* Start DATASET ENTRIES *

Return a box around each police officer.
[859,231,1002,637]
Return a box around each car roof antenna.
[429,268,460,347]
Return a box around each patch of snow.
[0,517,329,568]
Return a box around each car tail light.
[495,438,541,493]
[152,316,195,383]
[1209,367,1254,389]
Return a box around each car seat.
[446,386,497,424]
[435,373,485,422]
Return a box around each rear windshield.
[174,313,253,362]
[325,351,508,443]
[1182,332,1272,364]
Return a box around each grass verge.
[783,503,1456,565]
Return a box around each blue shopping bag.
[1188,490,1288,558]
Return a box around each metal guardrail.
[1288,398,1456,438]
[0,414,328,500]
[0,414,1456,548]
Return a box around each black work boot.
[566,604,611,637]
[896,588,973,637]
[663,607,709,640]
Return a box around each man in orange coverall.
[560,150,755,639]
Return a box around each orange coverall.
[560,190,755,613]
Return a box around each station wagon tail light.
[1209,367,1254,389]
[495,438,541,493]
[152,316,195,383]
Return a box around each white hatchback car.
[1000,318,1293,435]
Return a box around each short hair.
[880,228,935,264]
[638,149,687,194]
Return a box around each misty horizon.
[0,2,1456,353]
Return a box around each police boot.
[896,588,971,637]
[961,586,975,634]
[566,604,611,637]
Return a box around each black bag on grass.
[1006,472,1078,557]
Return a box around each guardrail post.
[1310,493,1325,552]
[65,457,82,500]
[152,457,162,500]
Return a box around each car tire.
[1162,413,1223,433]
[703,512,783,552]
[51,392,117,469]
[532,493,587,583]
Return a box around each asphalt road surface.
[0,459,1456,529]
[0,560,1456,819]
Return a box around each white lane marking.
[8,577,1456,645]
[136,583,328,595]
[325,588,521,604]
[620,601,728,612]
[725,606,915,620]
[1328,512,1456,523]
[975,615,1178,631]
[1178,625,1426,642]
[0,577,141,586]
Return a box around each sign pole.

* End DATASET ENTRIES *

Put every line of the data above into a numbered list, omitting any blank lines.

1. Return a box around each police officer.
2. [859,231,1002,637]
3. Return a box around each car roof antenna.
4. [429,268,460,347]
5. Return a box around each patch of snow.
6. [0,517,329,568]
7. Return a box around each car tail light.
8. [495,438,541,493]
9. [152,316,195,383]
10. [1209,367,1254,389]
11. Return a box around each car seat.
12. [446,386,497,424]
13. [435,373,485,422]
14. Return a box around each rear windshield.
15. [174,313,253,362]
16. [325,351,508,443]
17. [1182,332,1272,364]
18. Return a box around each grass verge.
19. [783,503,1456,565]
20. Return a box around each blue shopping bag.
21. [1188,490,1288,558]
22. Return a box around each metal guardrail.
23. [1288,398,1456,438]
24. [0,414,328,500]
25. [0,414,1456,548]
26. Return a box around each black work boot.
27. [566,604,611,637]
28. [896,588,973,637]
29. [663,607,709,640]
30. Return a box around each man in orange coverall.
31. [560,150,755,639]
32. Return a box around each orange coverall.
33. [560,190,755,613]
34. Return a box around each station wagon tail light.
35. [1209,367,1254,389]
36. [495,438,541,493]
37. [152,316,195,383]
38. Return a box around each white hatchback car.
39. [1000,318,1293,435]
40. Return a box around each short hair.
41. [880,228,935,264]
42. [638,149,687,194]
43. Return a box around each misty horizon.
44. [0,2,1456,353]
45. Return a box around each police boot.
46. [896,588,971,637]
47. [961,586,975,634]
48. [566,604,611,637]
49. Return a box around each black bag on grass.
50. [1006,472,1078,557]
51. Return a box around each guardrail post.
52. [1310,493,1325,552]
53. [65,457,82,500]
54. [152,457,162,500]
55. Return a box around each car tire.
56. [1162,413,1223,433]
57. [703,512,783,552]
58. [51,392,117,469]
59. [532,493,587,583]
60. Return a box around each asphalt road surface.
61. [0,459,1456,529]
62. [0,560,1456,819]
63. Return a box around each white lane marking.
64. [8,577,1456,645]
65. [136,583,328,595]
66. [325,588,521,604]
67. [620,601,728,612]
68. [725,606,915,620]
69. [1328,512,1456,523]
70. [975,615,1178,631]
71. [1178,625,1426,642]
72. [0,577,141,586]
73. Return a box around each sign pole.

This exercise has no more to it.